_Exercise description:_ Turn the entries below into a two-column CSV with the headers "prompt" and "response", one row per entry. Put each entry's text and its answer in their own quoted field, and replace any line breaks with spaces.

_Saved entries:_
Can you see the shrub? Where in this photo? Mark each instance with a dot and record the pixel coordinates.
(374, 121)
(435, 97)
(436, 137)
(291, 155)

_Reply to the exercise:_
prompt,response
"Can you see the shrub? Where in this photo? Mark each instance with a dot and record the pixel coordinates.","(374, 121) (435, 97) (436, 137) (291, 155)"